Rows taken from a pointing dataset
================

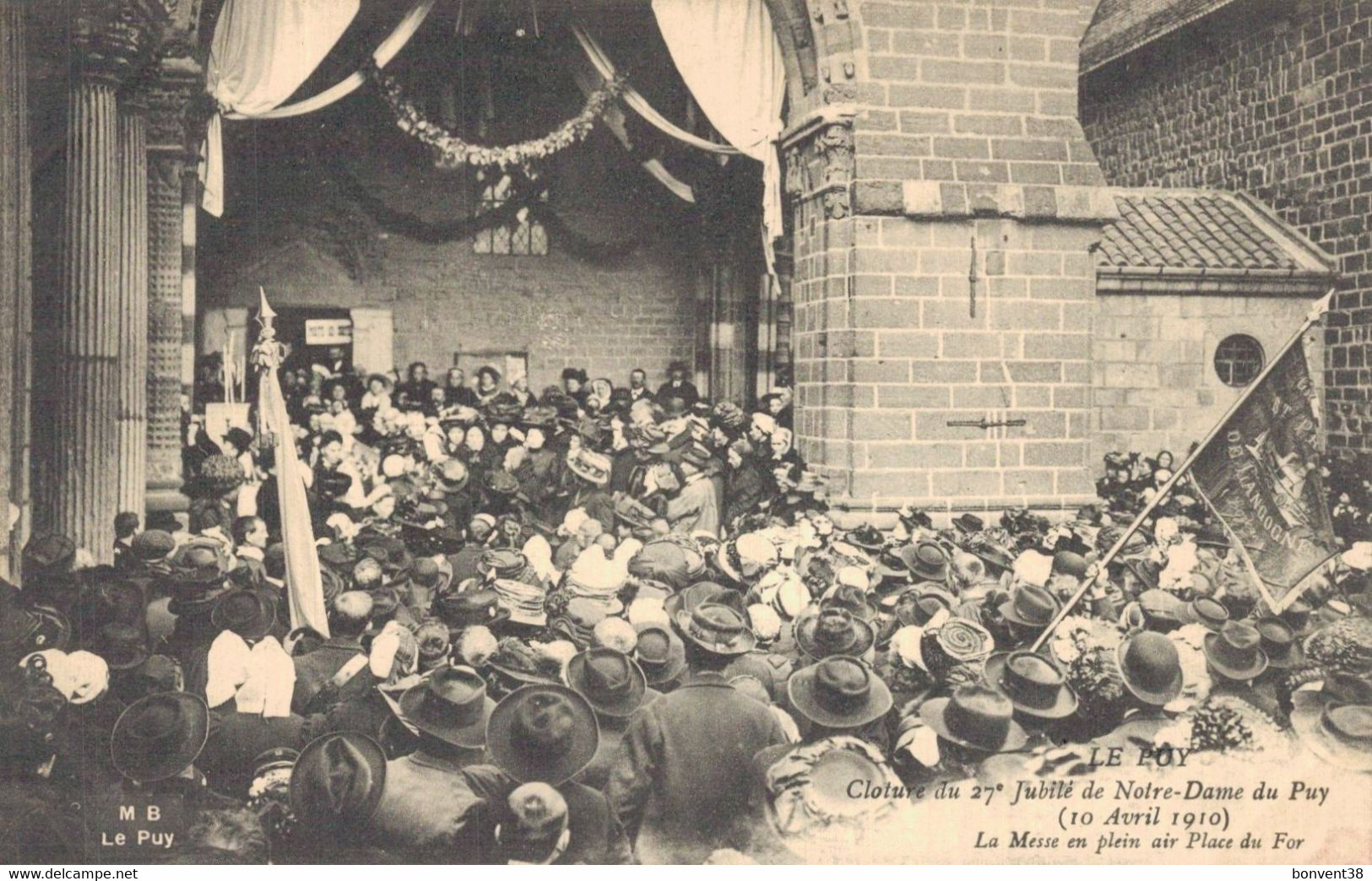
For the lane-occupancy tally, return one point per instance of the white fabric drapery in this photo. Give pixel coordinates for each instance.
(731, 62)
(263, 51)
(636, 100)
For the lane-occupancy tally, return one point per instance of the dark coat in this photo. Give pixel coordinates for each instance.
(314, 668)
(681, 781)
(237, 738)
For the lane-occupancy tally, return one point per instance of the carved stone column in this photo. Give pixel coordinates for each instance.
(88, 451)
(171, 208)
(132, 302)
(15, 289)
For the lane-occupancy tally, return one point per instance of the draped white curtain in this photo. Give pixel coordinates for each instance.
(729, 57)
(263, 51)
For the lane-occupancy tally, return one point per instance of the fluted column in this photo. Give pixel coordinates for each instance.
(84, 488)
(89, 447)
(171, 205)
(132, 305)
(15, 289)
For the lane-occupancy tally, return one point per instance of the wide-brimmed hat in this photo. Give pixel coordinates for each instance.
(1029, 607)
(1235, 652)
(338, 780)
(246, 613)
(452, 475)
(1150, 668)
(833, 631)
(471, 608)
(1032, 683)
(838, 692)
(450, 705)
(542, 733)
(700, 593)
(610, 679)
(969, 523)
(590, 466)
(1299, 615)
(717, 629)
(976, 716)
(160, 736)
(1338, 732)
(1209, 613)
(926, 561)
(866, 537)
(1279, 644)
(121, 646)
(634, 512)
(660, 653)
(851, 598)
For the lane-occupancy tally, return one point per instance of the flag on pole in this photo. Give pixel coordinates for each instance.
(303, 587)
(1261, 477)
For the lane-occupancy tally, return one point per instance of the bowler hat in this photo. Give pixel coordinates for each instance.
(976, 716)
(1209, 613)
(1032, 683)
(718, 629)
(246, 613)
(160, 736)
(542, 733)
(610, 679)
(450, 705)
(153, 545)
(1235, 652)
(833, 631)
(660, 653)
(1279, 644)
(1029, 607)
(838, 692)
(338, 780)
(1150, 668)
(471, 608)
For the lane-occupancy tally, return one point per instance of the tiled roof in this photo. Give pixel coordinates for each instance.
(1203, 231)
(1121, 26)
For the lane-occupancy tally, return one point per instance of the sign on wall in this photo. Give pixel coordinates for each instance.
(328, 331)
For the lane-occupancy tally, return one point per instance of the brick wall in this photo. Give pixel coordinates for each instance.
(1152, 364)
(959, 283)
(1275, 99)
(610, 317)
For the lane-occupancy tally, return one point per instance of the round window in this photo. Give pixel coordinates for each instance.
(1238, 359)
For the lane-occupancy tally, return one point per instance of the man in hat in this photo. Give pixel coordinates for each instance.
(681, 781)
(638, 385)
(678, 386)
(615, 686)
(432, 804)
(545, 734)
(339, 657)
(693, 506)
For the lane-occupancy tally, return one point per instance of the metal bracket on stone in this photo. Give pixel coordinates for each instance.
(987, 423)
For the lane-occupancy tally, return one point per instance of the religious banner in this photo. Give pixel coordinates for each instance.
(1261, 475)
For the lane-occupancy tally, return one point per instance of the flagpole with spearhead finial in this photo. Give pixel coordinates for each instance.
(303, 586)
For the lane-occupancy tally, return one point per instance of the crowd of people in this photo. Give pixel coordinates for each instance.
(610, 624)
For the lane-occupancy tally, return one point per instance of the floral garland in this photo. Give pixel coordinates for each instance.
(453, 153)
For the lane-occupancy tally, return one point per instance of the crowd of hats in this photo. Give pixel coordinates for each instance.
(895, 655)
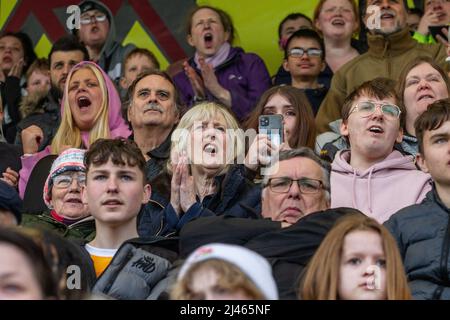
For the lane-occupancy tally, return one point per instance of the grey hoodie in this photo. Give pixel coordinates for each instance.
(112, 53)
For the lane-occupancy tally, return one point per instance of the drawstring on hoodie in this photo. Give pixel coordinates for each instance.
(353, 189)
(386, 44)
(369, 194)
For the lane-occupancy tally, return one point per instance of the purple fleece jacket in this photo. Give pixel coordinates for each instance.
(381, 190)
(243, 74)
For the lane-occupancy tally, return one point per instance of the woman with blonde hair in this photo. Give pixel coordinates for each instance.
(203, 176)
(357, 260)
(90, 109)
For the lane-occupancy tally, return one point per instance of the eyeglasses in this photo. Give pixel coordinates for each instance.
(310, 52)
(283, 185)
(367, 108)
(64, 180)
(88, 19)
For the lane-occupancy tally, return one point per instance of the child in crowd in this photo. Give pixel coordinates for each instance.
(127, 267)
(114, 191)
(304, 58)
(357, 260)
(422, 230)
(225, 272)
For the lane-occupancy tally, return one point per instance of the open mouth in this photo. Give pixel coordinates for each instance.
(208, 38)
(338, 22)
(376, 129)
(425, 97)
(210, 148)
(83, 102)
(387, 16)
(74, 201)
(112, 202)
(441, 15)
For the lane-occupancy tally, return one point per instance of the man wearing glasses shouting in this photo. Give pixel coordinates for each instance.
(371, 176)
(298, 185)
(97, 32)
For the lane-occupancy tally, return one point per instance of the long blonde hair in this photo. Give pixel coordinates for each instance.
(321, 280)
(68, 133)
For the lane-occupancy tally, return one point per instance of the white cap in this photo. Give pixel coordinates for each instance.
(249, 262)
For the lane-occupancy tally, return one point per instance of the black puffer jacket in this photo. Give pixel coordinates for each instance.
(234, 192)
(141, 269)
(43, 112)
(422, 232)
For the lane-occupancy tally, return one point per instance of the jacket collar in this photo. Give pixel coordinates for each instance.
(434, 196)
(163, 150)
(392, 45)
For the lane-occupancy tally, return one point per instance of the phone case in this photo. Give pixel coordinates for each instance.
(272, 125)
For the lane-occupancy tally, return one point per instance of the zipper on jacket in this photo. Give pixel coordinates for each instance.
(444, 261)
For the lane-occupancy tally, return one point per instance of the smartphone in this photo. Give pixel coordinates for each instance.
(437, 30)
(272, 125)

================

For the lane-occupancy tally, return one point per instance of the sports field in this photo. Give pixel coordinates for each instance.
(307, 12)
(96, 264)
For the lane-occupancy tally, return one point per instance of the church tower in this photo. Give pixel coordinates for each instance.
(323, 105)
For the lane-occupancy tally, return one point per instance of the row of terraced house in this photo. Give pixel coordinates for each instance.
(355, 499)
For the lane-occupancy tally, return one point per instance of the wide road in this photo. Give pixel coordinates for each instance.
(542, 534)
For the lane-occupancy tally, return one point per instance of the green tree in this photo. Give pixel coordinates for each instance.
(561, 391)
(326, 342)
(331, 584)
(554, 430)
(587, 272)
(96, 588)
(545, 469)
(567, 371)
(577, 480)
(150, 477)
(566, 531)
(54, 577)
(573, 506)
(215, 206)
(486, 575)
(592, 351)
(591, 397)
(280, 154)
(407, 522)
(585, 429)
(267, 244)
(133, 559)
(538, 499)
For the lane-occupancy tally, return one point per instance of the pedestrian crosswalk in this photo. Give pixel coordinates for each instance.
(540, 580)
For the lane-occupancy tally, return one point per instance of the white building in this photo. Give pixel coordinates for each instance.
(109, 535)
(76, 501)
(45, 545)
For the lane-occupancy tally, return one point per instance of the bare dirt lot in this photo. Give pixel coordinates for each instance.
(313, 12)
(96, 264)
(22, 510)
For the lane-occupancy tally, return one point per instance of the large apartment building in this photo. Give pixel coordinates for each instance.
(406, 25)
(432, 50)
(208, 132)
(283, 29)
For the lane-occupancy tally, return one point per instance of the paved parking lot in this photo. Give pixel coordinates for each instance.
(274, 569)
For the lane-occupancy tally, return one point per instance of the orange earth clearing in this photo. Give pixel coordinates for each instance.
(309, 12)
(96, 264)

================

§ **Goal**
Scale the data from the line with "of the carved" to the line with "(1261, 477)", both included. Write out every one of those lines again, with each coordinate multiplied by 2 and rounded to a whole number (halves up), and leave all other text unchanged.

§ **Output for this exercise**
For the lane-occupancy tally, return one point per instance of the carved stone column in this photo. Give pixel coordinates for each instance.
(176, 902)
(342, 416)
(264, 604)
(30, 578)
For the lane-occupancy tally, return one point per instance of the draped white curtain in this photo. Give pixel coordinates for each instance.
(1458, 114)
(526, 102)
For the lane-occupancy tally, return one point per instance of the fluted column in this photo. Give pixel coordinates for each instance.
(168, 976)
(178, 894)
(342, 410)
(264, 610)
(30, 578)
For the lane-occupancy tally, return one point per instance of the wide-brimmed hat in this photo. Give pixel coordinates for each instance.
(2058, 1214)
(2470, 1304)
(676, 1560)
(492, 1226)
(904, 950)
(2300, 1336)
(1666, 1262)
(942, 1216)
(2064, 1366)
(1676, 1384)
(900, 1410)
(1084, 1466)
(1400, 1186)
(1220, 1358)
(1938, 1046)
(1180, 932)
(2598, 1230)
(1434, 1258)
(1952, 1432)
(320, 1472)
(2676, 1464)
(2418, 1226)
(1852, 1122)
(1732, 1074)
(2558, 1288)
(242, 1292)
(1268, 1024)
(1320, 1306)
(1702, 1196)
For the lane-occupancy tally, return one point per instance of the flag on pole in this photo. Give pixel coordinates for each instance.
(606, 1174)
(2522, 954)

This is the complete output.